Problem requirements => Although the data below holds other lines too, output only those from the line with "compact form (536,302)." up to and including the line with "compact form (455,233).", exactly as they appear.

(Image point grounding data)
Segment Open
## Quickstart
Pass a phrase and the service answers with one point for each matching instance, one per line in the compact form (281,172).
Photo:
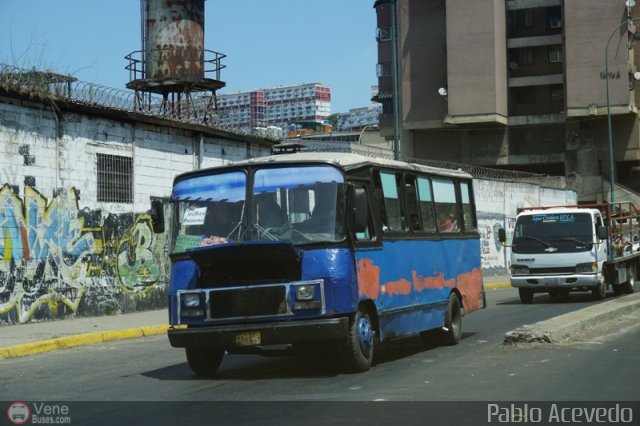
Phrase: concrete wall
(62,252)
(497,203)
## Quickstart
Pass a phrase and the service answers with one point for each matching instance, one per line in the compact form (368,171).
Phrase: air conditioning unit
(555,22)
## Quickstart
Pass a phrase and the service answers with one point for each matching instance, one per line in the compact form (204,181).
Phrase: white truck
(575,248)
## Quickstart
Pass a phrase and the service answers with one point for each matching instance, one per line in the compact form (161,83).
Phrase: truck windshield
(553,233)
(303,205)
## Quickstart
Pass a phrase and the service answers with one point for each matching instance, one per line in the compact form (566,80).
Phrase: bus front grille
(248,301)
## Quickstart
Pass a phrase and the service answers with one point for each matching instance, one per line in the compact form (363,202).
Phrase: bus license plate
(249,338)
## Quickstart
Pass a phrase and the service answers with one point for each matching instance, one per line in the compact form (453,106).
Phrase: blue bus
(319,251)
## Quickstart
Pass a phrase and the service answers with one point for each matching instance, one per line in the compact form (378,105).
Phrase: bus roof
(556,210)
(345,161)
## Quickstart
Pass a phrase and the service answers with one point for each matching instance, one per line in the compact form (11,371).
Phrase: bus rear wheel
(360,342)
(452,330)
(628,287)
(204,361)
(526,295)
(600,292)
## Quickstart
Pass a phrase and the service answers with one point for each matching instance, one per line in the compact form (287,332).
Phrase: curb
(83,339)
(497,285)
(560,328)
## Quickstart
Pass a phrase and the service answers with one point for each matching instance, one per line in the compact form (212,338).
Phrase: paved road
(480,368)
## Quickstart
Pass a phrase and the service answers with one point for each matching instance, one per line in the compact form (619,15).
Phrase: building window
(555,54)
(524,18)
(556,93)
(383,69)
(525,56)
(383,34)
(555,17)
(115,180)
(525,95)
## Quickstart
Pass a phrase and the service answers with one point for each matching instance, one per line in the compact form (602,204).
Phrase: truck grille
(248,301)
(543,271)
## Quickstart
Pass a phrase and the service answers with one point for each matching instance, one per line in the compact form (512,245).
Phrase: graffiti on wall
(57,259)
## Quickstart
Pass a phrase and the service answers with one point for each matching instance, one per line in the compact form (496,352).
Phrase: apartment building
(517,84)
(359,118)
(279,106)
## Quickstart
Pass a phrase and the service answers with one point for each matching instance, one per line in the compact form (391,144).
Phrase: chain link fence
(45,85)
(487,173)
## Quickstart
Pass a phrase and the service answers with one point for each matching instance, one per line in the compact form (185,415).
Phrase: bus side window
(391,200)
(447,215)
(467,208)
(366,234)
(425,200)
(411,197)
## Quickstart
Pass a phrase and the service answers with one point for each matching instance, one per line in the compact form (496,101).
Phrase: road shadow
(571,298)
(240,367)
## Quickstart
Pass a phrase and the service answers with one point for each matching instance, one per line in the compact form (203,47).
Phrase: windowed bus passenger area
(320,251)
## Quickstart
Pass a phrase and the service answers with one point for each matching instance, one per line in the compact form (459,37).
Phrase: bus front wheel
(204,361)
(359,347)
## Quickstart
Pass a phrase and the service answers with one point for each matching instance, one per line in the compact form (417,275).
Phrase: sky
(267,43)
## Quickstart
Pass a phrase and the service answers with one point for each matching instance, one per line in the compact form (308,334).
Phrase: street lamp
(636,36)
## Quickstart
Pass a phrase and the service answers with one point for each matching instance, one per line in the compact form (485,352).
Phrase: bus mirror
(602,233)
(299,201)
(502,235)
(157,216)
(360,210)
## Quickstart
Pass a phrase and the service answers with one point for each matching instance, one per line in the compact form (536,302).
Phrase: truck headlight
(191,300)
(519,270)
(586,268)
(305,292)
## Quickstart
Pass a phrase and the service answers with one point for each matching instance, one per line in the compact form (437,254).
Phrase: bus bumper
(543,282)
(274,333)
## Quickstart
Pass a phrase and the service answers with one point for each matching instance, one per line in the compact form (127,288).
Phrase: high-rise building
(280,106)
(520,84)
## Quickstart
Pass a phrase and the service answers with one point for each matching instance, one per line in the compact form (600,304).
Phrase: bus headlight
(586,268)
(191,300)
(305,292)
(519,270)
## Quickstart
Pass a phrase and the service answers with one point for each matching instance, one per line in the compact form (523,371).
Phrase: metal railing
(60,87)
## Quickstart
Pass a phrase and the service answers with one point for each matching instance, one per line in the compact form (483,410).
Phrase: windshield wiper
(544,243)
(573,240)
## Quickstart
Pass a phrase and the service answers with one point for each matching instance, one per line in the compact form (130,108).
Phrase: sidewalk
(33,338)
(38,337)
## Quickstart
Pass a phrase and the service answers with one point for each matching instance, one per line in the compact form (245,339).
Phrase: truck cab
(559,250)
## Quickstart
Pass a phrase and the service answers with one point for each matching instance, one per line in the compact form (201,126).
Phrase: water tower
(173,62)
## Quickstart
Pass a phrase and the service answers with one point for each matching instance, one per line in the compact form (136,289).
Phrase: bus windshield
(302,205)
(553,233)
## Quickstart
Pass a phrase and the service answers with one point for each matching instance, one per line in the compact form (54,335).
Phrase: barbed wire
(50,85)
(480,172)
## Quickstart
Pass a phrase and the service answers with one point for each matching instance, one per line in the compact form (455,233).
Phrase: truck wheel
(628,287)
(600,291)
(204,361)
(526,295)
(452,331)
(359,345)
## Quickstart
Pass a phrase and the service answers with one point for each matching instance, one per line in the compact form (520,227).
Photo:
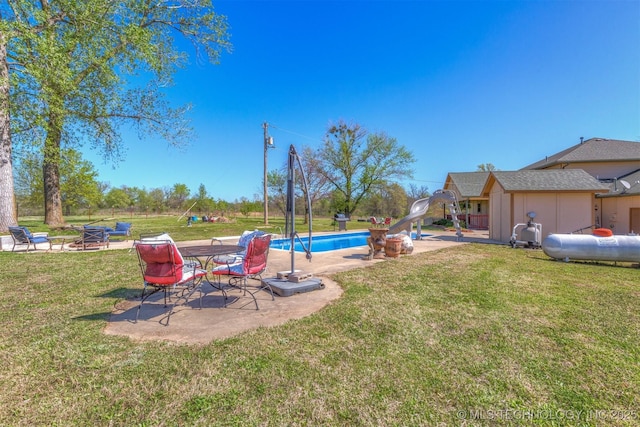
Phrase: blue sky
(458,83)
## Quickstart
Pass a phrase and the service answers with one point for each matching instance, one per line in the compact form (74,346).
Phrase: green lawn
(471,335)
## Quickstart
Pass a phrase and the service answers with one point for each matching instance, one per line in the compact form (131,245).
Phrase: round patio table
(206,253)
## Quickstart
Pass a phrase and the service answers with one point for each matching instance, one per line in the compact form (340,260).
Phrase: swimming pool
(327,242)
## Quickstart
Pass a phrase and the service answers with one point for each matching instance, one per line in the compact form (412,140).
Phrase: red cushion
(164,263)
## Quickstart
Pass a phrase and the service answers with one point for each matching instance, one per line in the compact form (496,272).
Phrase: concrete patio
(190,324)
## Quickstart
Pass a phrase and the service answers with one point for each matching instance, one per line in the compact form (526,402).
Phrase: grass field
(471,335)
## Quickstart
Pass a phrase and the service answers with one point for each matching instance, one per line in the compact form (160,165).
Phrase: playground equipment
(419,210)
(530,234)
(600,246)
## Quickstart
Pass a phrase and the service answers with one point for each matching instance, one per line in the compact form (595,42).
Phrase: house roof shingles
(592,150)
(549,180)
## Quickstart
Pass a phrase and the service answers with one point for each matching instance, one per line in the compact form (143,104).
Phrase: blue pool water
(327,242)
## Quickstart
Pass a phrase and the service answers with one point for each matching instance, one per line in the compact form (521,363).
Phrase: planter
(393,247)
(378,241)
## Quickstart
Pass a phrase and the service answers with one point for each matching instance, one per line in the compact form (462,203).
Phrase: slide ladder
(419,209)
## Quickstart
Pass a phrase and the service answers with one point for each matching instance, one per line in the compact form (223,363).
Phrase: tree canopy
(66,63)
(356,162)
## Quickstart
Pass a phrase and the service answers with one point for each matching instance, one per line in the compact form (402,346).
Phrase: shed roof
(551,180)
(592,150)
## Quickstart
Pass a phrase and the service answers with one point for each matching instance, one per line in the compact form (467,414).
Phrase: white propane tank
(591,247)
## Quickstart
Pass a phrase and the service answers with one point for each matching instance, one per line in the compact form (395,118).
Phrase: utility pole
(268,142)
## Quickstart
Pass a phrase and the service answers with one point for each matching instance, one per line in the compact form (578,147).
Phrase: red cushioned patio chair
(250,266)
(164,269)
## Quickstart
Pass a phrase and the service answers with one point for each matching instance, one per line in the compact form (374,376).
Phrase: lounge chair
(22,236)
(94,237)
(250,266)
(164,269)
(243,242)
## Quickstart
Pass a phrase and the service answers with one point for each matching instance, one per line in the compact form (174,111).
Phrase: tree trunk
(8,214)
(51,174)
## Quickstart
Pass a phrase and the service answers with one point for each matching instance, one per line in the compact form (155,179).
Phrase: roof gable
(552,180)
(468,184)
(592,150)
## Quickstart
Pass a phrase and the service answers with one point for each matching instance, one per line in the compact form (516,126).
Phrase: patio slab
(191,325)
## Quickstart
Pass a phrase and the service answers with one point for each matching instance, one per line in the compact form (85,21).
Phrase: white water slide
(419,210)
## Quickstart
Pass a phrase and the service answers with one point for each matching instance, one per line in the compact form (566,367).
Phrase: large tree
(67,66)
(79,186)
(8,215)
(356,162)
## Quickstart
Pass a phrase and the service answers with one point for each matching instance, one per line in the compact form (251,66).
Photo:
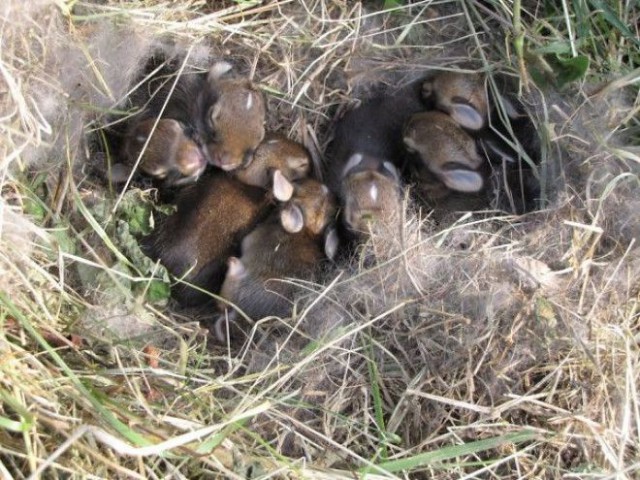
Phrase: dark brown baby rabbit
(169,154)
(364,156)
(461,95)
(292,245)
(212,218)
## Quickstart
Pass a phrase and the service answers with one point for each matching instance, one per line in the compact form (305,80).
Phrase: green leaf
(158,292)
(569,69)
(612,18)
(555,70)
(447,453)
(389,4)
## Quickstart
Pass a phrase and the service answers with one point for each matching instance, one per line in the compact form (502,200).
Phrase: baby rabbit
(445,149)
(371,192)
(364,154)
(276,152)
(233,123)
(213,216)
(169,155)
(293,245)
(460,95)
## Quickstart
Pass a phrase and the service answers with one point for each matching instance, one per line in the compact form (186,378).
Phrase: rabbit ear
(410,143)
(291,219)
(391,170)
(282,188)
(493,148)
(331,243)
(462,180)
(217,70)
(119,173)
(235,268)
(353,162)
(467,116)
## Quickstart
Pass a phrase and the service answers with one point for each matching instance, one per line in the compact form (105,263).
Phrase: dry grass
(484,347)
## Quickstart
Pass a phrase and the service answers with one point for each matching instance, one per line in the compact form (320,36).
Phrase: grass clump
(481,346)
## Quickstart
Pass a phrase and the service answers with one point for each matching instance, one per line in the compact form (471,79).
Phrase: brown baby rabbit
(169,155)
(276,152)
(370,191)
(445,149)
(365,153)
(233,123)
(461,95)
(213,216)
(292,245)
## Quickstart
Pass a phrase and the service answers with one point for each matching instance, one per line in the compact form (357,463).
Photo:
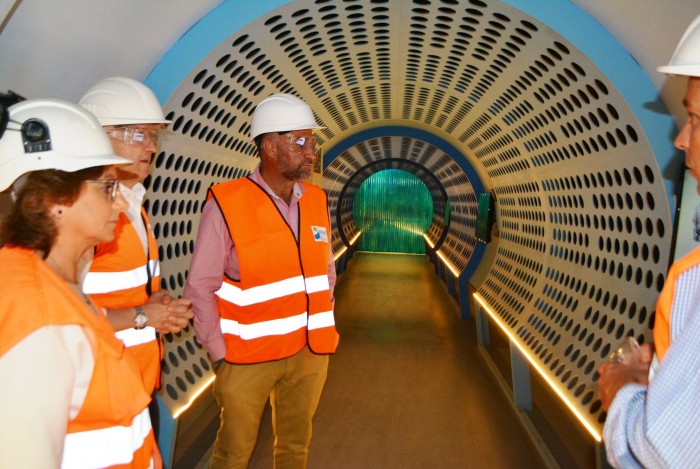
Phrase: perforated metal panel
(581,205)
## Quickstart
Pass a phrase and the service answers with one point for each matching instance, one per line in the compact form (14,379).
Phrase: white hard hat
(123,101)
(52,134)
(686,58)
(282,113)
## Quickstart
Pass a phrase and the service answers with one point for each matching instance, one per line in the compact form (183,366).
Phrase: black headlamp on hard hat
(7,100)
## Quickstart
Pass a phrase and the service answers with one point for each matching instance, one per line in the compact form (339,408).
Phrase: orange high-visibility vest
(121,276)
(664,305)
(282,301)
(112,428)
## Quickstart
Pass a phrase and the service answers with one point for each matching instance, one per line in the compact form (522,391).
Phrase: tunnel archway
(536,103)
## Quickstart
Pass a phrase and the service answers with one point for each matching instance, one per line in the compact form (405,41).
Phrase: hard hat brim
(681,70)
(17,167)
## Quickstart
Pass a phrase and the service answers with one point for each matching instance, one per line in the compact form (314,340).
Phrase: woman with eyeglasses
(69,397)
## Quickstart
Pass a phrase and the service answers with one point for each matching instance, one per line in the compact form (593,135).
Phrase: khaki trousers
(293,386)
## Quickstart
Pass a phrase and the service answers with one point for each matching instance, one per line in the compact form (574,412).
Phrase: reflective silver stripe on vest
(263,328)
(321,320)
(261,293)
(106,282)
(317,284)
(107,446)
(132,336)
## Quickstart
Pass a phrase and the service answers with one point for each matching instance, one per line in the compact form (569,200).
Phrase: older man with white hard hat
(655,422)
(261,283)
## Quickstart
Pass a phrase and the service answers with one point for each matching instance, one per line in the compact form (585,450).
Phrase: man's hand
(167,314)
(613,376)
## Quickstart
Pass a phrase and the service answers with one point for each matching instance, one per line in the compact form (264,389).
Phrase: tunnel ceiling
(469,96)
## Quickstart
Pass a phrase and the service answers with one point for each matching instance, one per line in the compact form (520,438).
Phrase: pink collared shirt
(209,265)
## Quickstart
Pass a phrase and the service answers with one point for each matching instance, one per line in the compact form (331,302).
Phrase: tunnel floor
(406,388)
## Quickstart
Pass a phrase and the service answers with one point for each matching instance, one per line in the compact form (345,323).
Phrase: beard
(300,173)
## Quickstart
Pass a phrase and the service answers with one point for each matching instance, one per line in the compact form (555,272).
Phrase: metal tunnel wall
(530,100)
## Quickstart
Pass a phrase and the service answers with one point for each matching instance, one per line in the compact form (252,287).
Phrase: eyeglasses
Segment Closed
Task answer =>
Pass a phrase and the service answers with one point for each matching instance, one per line in the compact form (536,302).
Phrase: truck headlight
(191,300)
(519,270)
(586,268)
(305,292)
## Quickstart
Pass a phrase and the service answers with one point for each matching instance, one per line in the compact form (437,254).
Phrase: bus bumper
(543,282)
(274,333)
## Quickstart
Pass a phrase and the service answers with one point for each matching instance, one per line in the compact form (127,288).
Phrase: high-rise building
(280,106)
(520,84)
## Quickstart
Pass a phrase and the service answers with one point for each matching instance, one per line in the compact form (600,304).
Phrase: bus headlight
(586,268)
(191,300)
(305,292)
(519,270)
## Quickstart
Pass a phrase and the service answers with one point for each matching instance, one per line in the compact form (523,371).
Phrase: metal railing
(60,87)
## Quickstart
Pass a phrase and the service answers with one point for each matching instance, one per line in the compact form (483,410).
Phrase: windshield wiper
(544,243)
(573,240)
## Quickstart
Pass a phrase and the service answers with one point for each matching instance, one per line in the compact form (130,108).
Phrase: sidewalk
(33,338)
(38,337)
## Quickstart
Pass a phrase and the service answers with one point for each matching instance, one per line in the compact form (245,339).
Phrase: truck cab
(559,250)
## Quickstart
Pass a phrase and the service answers with one point for each matching instance, one per line in the compact form (201,126).
Phrase: water tower
(173,62)
## Quickstart
Pass a phrase and the service answers with one point for each matching instance, one per line in the compact form (136,289).
Phrase: bus windshield
(302,205)
(553,233)
## Quickstart
Pass a phrase and the service answers with one point for each matching instance, one per line in the compact form (54,335).
Phrase: barbed wire
(50,85)
(480,172)
## Quickstart
Pass a phrase and the service answers with one point for each matching instance, one per line in the compact form (455,233).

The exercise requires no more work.